PASSAGE -
# Reign Of Intensity



## King Silverback (Mar 12, 2010)

Hey everyone, gonna try another journal, hope there is still interest in what I do...

This is my current routine

Monday - Back/Chest
Wednesday - Legs/Abs
Friday - Delts/Biceps/Triceps

Rep Cadence is 4/1/explode under control/1

Todays workout :

Delts/Biceps/Triceps

Delts
Hi-Rows
135x7
r/p
2
r/p
2

Hi-Cable Rear Laterals
40x15
r/p
3
r/p
2

Biceps
Cable Single Arm Curls
80x10 each
r/p
3 each
r/p
4 each

Standing Straight Bar Curls
70x8
r/p
2
r/p
1 + 1 Forced Rep

Triceps
Rope Pushdowns
100x13
r/p
3
r/p
3

Dips
BWx10
r/p
2
r/p
2

Hi-Rows are similar to Upright Rows, with the exception on ROM, I use a wide grip so when I pull the bar up my torso, the upper arms are parallel to the floor (similar to the end position in Side Laterals) and the bar is right about sternum level, no higher as that tweaks my shoulder!!!

Any questions or comments or critiques are Welcomed!!!


----------



## Burner02 (Mar 12, 2010)

Hey buddy! of course always interest in what ya do! You do inspire!
How are you liking the high rows? Will have to try them...if my broke-ass self can get fixed and back in the gym.


----------



## Gazhole (Mar 13, 2010)

I thought this was called "Reign of Insanity", but knowing how you train this isn't too far from the truth!

Looking forward to some awesome workouts in here!


----------



## JerseyDevil (Mar 13, 2010)

Welcome back Arch!!!


----------



## King Silverback (Mar 15, 2010)

Thanks Everyone, appreciate that!!!

Today
3.15.10

Chest/Back

RC=5/1/explode with control/1

Incline BB Bench
245x5
r/p
1
r/p
1 + 2 Negatives 

Hi Cable Crossovers
#5x11
r/p
2
r/p
1 + attempted rep (1/2 way???)

EXCERPTED RECORDS -

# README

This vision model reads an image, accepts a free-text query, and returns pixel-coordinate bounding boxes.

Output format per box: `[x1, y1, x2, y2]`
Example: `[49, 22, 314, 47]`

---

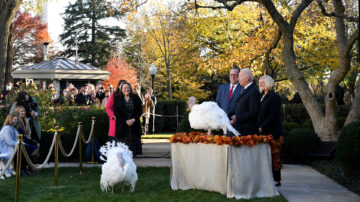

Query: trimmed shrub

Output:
[281, 128, 320, 160]
[336, 120, 360, 172]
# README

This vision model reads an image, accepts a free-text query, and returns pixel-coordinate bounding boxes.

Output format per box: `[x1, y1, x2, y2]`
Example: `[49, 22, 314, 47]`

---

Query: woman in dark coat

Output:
[258, 75, 283, 186]
[113, 83, 142, 155]
[10, 92, 41, 142]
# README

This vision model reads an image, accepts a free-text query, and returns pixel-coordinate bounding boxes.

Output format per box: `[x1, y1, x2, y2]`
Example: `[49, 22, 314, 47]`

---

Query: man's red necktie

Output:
[229, 86, 234, 100]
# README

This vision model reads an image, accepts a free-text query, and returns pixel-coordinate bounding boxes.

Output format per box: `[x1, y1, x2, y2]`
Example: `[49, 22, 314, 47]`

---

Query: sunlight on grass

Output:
[0, 167, 286, 202]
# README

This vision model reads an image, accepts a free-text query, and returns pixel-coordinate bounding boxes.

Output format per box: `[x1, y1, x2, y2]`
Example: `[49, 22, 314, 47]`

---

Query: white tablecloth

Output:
[170, 143, 279, 199]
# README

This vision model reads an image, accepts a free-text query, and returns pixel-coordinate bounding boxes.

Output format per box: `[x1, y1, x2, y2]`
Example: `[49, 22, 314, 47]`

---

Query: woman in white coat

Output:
[0, 112, 19, 177]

DIRECTIONS - Write out the passage of the workout-journal thread from "Hey buddy! of" up to and including "from the truth!".

RESPONSE -
Hey buddy! of course always interest in what ya do! You do inspire!
How are you liking the high rows? Will have to try them...if my broke-ass self can get fixed and back in the gym.


----------



## Gazhole (Mar 13, 2010)

I thought this was called "Reign of Insanity", but knowing how you train this isn't too far from the truth!